(Dataset rows)
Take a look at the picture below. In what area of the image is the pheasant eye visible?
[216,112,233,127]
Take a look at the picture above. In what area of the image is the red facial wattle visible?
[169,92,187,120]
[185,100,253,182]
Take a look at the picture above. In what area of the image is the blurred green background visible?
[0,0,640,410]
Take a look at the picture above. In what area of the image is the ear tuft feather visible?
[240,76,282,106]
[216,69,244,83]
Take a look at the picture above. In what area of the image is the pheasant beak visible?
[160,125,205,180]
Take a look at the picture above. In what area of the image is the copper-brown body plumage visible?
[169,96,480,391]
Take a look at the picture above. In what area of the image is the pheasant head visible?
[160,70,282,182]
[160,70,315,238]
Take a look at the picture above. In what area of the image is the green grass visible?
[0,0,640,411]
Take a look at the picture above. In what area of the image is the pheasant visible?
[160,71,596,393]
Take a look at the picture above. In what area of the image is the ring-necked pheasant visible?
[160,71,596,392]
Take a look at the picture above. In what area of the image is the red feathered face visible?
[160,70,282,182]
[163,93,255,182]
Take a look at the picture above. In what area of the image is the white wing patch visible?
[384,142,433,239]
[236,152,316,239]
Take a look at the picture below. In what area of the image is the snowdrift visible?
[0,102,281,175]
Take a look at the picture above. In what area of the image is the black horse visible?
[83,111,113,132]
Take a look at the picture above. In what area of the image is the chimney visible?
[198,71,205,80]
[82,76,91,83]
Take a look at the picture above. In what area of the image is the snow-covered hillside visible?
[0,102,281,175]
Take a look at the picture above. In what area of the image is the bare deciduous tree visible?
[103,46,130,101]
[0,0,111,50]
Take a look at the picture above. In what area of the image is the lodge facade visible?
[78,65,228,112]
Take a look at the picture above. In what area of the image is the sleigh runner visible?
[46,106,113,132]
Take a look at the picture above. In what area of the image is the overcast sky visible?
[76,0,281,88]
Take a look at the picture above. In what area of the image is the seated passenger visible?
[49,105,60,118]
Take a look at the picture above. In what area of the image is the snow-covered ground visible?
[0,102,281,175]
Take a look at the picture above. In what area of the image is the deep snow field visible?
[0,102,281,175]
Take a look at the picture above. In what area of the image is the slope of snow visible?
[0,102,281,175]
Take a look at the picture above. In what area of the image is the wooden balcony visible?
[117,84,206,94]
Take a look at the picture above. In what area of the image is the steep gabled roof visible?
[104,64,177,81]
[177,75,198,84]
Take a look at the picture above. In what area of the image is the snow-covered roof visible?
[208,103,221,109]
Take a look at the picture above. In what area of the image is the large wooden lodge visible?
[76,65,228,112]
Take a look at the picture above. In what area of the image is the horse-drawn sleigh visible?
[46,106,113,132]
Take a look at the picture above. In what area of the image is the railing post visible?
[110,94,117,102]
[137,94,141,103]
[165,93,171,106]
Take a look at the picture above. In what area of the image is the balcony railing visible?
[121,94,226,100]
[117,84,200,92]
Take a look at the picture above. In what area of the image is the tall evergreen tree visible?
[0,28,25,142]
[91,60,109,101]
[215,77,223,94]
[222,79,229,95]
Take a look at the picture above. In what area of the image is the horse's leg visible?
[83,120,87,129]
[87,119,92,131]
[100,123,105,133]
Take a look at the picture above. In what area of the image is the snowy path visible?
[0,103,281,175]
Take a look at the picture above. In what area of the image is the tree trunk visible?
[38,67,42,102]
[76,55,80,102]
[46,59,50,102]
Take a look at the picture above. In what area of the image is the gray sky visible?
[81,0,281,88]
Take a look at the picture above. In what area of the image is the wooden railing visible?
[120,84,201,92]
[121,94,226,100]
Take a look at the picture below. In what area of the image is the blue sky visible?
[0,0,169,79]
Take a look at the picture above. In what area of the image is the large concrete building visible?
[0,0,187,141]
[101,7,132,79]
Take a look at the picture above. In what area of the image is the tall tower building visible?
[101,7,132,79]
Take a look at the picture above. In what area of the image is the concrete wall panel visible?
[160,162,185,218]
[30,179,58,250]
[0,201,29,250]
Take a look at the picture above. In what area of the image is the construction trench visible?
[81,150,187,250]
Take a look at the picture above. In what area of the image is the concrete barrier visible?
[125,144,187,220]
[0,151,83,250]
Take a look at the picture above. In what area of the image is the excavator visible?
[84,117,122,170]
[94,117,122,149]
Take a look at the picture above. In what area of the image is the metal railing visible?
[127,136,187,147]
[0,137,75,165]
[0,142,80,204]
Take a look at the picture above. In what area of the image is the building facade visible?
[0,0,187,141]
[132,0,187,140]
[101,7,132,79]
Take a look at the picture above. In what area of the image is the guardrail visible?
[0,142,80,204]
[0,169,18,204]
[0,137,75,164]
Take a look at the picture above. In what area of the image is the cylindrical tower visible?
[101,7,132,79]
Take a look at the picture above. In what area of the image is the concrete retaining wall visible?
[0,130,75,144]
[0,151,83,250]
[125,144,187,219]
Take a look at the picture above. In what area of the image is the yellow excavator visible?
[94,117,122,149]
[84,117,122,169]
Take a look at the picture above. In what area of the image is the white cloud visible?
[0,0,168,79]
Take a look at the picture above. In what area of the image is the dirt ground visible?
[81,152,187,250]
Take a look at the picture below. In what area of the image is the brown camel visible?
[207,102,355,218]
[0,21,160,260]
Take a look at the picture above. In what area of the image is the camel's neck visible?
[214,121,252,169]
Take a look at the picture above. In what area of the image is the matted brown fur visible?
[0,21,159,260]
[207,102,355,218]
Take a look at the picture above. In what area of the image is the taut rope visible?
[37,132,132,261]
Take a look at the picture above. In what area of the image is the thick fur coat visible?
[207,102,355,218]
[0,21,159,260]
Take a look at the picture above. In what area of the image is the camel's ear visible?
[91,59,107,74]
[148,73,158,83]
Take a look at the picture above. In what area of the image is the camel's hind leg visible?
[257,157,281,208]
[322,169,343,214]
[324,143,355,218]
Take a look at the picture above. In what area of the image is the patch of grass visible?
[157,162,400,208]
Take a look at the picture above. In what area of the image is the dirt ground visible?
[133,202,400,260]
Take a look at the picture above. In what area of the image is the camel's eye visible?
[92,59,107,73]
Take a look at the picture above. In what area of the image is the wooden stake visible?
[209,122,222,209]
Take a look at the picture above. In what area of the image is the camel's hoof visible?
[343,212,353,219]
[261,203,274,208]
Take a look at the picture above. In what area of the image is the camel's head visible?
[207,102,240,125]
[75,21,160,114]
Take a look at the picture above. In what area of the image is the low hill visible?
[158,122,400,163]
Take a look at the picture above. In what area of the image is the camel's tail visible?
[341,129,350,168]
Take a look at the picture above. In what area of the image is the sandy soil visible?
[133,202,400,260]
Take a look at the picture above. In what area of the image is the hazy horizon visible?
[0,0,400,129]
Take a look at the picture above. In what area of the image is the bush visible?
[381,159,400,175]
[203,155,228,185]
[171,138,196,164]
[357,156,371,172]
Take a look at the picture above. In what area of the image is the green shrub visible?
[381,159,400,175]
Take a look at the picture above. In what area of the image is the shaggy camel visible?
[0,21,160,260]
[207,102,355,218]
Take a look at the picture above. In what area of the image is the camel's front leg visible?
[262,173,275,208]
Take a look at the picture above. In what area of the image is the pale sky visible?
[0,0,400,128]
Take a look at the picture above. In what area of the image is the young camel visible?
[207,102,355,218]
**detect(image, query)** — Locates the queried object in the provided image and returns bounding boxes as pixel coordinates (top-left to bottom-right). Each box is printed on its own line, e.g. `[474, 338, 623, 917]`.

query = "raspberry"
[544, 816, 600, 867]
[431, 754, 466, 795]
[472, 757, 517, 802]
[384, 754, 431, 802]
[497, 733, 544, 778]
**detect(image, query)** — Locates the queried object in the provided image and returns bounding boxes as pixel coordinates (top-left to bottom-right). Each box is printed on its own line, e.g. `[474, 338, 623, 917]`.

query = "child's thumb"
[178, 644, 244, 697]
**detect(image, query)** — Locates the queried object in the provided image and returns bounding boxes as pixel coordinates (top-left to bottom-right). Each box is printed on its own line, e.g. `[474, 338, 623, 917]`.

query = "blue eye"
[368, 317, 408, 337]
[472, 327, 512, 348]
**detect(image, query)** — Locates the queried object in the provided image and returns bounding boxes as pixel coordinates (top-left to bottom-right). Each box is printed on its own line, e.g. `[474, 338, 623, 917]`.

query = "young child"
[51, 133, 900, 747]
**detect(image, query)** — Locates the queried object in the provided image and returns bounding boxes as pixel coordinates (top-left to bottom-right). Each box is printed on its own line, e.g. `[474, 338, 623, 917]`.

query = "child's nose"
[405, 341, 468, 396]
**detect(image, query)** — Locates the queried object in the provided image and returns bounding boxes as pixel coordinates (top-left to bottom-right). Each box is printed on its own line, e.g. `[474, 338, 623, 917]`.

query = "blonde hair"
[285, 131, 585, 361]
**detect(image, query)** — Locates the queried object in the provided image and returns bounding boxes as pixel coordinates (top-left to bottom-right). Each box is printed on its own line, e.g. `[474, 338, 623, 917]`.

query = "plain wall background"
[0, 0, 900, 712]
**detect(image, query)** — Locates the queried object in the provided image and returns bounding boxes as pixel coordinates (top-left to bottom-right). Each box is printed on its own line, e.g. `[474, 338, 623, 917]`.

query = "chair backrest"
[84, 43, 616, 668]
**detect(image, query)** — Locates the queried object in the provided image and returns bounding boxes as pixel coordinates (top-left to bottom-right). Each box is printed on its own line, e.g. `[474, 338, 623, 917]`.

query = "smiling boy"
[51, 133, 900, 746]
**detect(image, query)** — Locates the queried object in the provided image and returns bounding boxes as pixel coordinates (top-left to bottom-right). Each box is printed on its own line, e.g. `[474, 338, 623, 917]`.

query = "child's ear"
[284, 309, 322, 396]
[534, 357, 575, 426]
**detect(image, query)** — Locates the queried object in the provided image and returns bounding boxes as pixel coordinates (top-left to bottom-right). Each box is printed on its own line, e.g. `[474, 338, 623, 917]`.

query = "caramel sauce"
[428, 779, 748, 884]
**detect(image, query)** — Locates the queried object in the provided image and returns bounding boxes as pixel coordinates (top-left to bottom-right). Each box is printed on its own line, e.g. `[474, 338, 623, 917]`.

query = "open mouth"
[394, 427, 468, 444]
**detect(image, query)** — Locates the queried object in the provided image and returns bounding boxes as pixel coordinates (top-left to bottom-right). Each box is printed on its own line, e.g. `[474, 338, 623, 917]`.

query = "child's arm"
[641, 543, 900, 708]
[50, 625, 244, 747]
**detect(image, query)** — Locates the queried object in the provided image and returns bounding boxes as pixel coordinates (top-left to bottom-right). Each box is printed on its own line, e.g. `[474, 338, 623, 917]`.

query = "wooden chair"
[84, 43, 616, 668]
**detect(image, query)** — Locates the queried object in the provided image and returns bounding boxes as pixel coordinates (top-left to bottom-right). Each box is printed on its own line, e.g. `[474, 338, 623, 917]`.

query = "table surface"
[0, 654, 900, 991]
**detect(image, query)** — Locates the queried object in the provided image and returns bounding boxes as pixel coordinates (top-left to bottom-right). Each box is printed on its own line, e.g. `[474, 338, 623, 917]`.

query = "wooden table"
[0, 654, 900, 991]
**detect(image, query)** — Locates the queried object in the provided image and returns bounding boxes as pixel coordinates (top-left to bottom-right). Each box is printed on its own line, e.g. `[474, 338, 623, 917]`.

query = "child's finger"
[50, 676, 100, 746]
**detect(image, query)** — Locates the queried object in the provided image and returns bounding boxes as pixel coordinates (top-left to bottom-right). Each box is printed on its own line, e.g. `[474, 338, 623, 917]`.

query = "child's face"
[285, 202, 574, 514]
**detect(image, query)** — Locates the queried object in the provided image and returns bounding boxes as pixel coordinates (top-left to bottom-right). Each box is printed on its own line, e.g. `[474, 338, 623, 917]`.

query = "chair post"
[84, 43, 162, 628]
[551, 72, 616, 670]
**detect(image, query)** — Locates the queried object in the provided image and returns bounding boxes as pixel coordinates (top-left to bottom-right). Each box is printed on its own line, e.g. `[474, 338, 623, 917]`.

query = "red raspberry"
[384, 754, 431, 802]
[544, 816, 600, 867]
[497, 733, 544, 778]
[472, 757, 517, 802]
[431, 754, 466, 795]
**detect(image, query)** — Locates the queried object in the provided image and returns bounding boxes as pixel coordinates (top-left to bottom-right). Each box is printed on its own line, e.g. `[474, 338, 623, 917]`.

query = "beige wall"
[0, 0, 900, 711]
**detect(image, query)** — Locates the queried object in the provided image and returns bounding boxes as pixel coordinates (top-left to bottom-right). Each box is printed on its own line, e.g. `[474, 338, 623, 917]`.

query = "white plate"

Exercise task: Lay out the dataset rows as a JSON list of strings with one string per line, skipping blank lines. Begin at the very first line and continue through the line containing "[216,69,244,83]".

Written solution:
[
  "Take a look at the picture below. In what area of the image is the pheasant eye visible?",
  "[216,112,233,127]",
  "Take a look at the picture above. In what area of the image is the red facial wattle visible?",
  "[169,92,187,120]",
  "[185,100,253,182]",
  "Take a look at the picture above. In what area of the image is the blurred green background visible?",
  "[0,0,640,410]",
  "Take a look at the picture above. In what area of the image is the ear tuft feather visible?",
  "[240,76,282,106]",
  "[216,69,244,83]"
]